:: Consignes ::
- A) Restituez le passage du texte source qui commence par « Danseuse grimée de » et se poursuit jusqu'à « ce procédé original. ».
- B) D'après le texte source, dans quelle langue les musiciens mexicains de Bruxelles glissent-ils leurs revendications politiques ?

:: Texte source ::
-----

Danseuse grimée de blanc et de noir pour célébrer el Día de Muertos (le jour des morts) © Larisa Viridiana Lara-Guerrero

Politique transnationale: l’art pour défendre les droits humains

19 octobre 2020
par Laetitia Theunis
Durée de lecture : 6 min

Les violations des droits de l’homme sont communes au Mexique. La diaspora mexicaine, à Bruxelles et à Paris, n’a de cesse de les dénoncer, de façon inattendue. C’est par l’art que son engagement politique s’exprime. Une étude ethnographique de 4 années à Bruxelles et à Paris menée par Larisa Viridiana Lara-Guerrero, chercheuse au CEDEM (Centre d’études de l’ethnicité et des migrations) de l’ULiège, a mis en évidence ce procédé original.

« La diaspora ne se limite pas à des votes extraterritoriaux, mais s’engage également par la musique, la peinture, la danse, le théâtre, la broderie. La politique va au-delà des institutions, c’est un des résultats les plus intéressants de ma thèse. » Les photos illustrant le travail ethnographique de la chercheuse en sciences politiques et sociales sont à voir du 19 octobre au 19 novembre 2020, dans le Hall d’entrée de l’Université de Liège (place du XX août).

Chaussures de danse traditionnelles, préhispaniques. Elles font un bruit particulier, comme un hochet. L’artisanat mexicain est régulièrement utilisé lors des événements politiques © Larisa Viridiana Lara-Guerrero

Les arts comme vecteur de sensibilisation

Le public cible des démonstrations artistiques véhiculant un message politique, c’est à la fois la diaspora mexicaine elle-même et la population européenne qui n’est pas en contact direct avec la politique mexicaine. « Les arts sont une façon de les sensibiliser. A Bruxelles, les Mexicains utilisent beaucoup la musique car c’est très attractif. Ils reprennent des mélodies mexicaines traditionnelles, comme la « Bamba ». Bien qu’ils chantent en espagnol, ils glissent leurs revendications politiques en anglais. Une sorte de dialogue s’installe entre les artistes et leur public ce qui ouvre la discussion.»

« Mais la musique n’est pas leur seul moyen d’expression. Au Mont des arts à Bruxelles, par exemple, alors que des activistes mexicains dessinaient (légalement) des graffitis politiques, des passants interloqués les ont interrogés sur leur action. Le contact s’est établi facilement avec le public par ce biais et des échanges ont pu voir le jour. »

-----

:: Données fournies ::
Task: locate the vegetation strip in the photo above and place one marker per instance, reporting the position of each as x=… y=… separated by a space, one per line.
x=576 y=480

-----

:: Réponses par consigne ::
- A)
Danseuse grimée de blanc et de noir pour célébrer el Día de Muertos (le jour des morts) © Larisa Viridiana Lara-Guerrero

Politique transnationale: l’art pour défendre les droits humains

19 octobre 2020
par Laetitia Theunis
Durée de lecture : 6 min

Les violations des droits de l’homme sont communes au Mexique. La diaspora mexicaine, à Bruxelles et à Paris, n’a de cesse de les dénoncer, de façon inattendue. C’est par l’art que son engagement politique s’exprime. Une étude ethnographique de 4 années à Bruxelles et à Paris menée par Larisa Viridiana Lara-Guerrero, chercheuse au CEDEM (Centre d’études de l’ethnicité et des migrations) de l’ULiège, a mis en évidence ce procédé original.

- B) En anglais.